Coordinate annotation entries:
****
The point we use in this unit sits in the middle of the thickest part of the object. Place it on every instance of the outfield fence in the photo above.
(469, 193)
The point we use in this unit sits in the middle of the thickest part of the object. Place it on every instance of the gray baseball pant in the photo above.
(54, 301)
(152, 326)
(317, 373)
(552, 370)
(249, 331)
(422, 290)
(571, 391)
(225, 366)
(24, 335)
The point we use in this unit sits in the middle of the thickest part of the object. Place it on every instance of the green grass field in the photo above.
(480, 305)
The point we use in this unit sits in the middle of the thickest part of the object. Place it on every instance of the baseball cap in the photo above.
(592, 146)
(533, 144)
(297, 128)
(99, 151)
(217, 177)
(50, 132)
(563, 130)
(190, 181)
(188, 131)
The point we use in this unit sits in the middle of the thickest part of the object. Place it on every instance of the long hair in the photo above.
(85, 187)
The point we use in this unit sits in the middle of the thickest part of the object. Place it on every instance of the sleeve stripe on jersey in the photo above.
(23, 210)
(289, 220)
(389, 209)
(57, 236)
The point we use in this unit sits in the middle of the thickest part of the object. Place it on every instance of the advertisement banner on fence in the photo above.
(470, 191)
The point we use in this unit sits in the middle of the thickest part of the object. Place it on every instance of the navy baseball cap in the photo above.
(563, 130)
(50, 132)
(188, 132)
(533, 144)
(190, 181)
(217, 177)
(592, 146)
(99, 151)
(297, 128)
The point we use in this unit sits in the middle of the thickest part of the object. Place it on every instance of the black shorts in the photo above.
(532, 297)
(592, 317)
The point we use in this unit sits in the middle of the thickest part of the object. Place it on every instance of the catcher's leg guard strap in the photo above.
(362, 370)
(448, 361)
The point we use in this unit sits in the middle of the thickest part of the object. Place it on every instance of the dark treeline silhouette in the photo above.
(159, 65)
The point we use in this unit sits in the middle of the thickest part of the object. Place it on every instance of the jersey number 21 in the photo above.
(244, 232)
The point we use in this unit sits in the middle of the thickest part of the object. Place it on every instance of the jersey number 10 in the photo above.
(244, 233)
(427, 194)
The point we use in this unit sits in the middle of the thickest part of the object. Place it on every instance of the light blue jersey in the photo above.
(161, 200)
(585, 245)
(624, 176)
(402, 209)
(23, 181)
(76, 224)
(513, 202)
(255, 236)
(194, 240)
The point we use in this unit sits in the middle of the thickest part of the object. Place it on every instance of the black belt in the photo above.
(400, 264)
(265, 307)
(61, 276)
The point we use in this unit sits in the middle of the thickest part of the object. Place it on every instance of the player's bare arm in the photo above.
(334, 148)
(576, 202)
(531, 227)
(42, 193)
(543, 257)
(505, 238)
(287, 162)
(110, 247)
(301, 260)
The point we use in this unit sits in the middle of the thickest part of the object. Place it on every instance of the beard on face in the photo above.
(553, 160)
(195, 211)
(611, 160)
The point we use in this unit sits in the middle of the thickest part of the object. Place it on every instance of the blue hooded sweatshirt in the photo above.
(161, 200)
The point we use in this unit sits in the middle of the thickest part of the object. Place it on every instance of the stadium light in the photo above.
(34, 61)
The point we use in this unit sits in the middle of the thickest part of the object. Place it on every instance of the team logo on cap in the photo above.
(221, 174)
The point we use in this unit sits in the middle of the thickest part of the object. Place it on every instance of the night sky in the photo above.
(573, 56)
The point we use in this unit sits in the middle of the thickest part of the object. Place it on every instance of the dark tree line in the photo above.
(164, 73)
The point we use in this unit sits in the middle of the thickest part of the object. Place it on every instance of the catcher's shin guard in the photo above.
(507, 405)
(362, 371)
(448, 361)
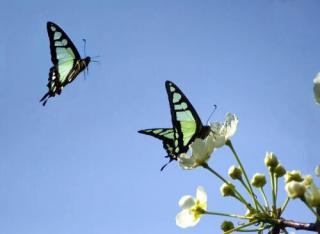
****
WRITTEN PROBLEM: Write every line of the records above as a JSON list of strings, one string per line, skipping blank lines. Leave the pictures out.

RESPONSE:
[
  "The point we use in this unit sits in the middle of the thickest part of the object. Place it on every instance of the outfield fence in the photo above.",
  "(469, 193)",
  "The point we use in this unit sits in the middle of the thickest part of the object. Place it on every instance of the gray baseball pant in the photo above.",
  "(54, 301)",
  "(152, 326)",
  "(317, 373)",
  "(552, 370)",
  "(249, 331)",
  "(422, 290)",
  "(571, 391)",
  "(225, 366)",
  "(24, 335)",
  "The point we use in this unit sits in the middle of the thickest part of the object. Place it on every instance of the green grass field in the photo above.",
  "(480, 305)",
  "The point we use in this unit sits in the middle of the thickest part of the object. Place it on every instance of the baseball cap in the photo above.",
  "(592, 146)",
  "(533, 144)",
  "(297, 128)",
  "(99, 151)",
  "(217, 177)",
  "(50, 132)",
  "(563, 130)",
  "(190, 181)",
  "(188, 131)",
  "The point we use in this unit sits in the middle of the thickest part of the object. Place it on every instance of the long hair in the photo above.",
  "(85, 187)",
  "The point we use in this unit sits in the middle of the thickest part of the object. Place it on every instance of the sleeve stripe on jersey in the photo above.",
  "(23, 210)",
  "(289, 220)",
  "(389, 209)",
  "(57, 236)",
  "The point we use in this unit sits in the middle of the thickest part of the object. Place it on every instance of the advertisement banner on fence in the photo above.",
  "(470, 191)",
  "The point we use in this unit sits in the middle of the thickest part of the object. Place it on every instance of the navy baseball cap in the photo above.",
  "(563, 130)",
  "(50, 132)",
  "(188, 132)",
  "(533, 144)",
  "(190, 181)",
  "(217, 177)",
  "(592, 146)",
  "(99, 151)",
  "(297, 128)",
  "The point we use in this unit sits in the middle of the thickest part of the object. Place it on every instance of the black shorts in the photo above.",
  "(532, 297)",
  "(592, 317)",
  "The point we use in this unit sits in the middle of the thickest part of the object. Place it on every instance of the catcher's leg guard strap in the photo above.",
  "(362, 370)",
  "(448, 361)",
  "The point we use in this unit sits in the middle of the thickest part of the object. Place it on every instance of the dark treeline silhouette in the photo above.",
  "(159, 65)",
  "The point we use in this unit sits in the middle of the thickest part of the object. Place it on every instance of the jersey number 21 in the photo above.",
  "(244, 232)",
  "The point we use in this unit sits in the middle of the thickest part of the object. Place it on every instance of the jersey number 10 in the photo above.",
  "(244, 233)",
  "(427, 194)",
  "The point we use in this unit sits in the middle of the thickest part of the object. Place it on every instance of the light blue jersey in the photo above.",
  "(161, 200)",
  "(585, 245)",
  "(624, 176)",
  "(402, 209)",
  "(23, 181)",
  "(76, 224)",
  "(513, 202)",
  "(255, 236)",
  "(194, 240)",
  "The point we use in this unit sits in the middle of the thickest part of the object. Place it on every instance of the black belt in the photo above.",
  "(400, 264)",
  "(265, 307)",
  "(61, 276)",
  "The point we use in this unit sits in the middle of the thickest part of the object. Place it on every instance of the player's bare arm in the photo above.",
  "(334, 148)",
  "(576, 202)",
  "(531, 227)",
  "(42, 193)",
  "(543, 257)",
  "(505, 238)",
  "(287, 162)",
  "(110, 247)",
  "(301, 260)",
  "The point we use in this unit sits in the middle of the thickest part of the object. Place it on every instance of the beard on face in the photo above.",
  "(553, 160)",
  "(195, 211)",
  "(611, 160)",
  "The point we use in this unit sits in the middle of the thickest part of the object. Place it on every instance of the blue hooded sweatshirt in the photo above.",
  "(161, 200)",
  "The point we use in this unit sits in the middle of the thickest part of the object. Place it on every instance of the stadium light in the photo above.",
  "(34, 61)",
  "The point we use in this unit sits in the middle of the thickest part of the object. Place it on every instance of the team logo on cap in the photo above.",
  "(221, 174)",
  "The point we use in this unit sits in the middle of the thickest part of the object. Place it on every instance of the night sky in the photo above.",
  "(573, 56)",
  "The point we use in this unit sits in the middle of the thickest part of the object. Place it on every instance of the dark tree line in the photo above.",
  "(164, 73)",
  "The point we use in this unit sits in the middle of the thickest part of the object. Place it on every instance of the catcher's shin guard in the photo above.",
  "(507, 405)",
  "(362, 371)",
  "(448, 361)"
]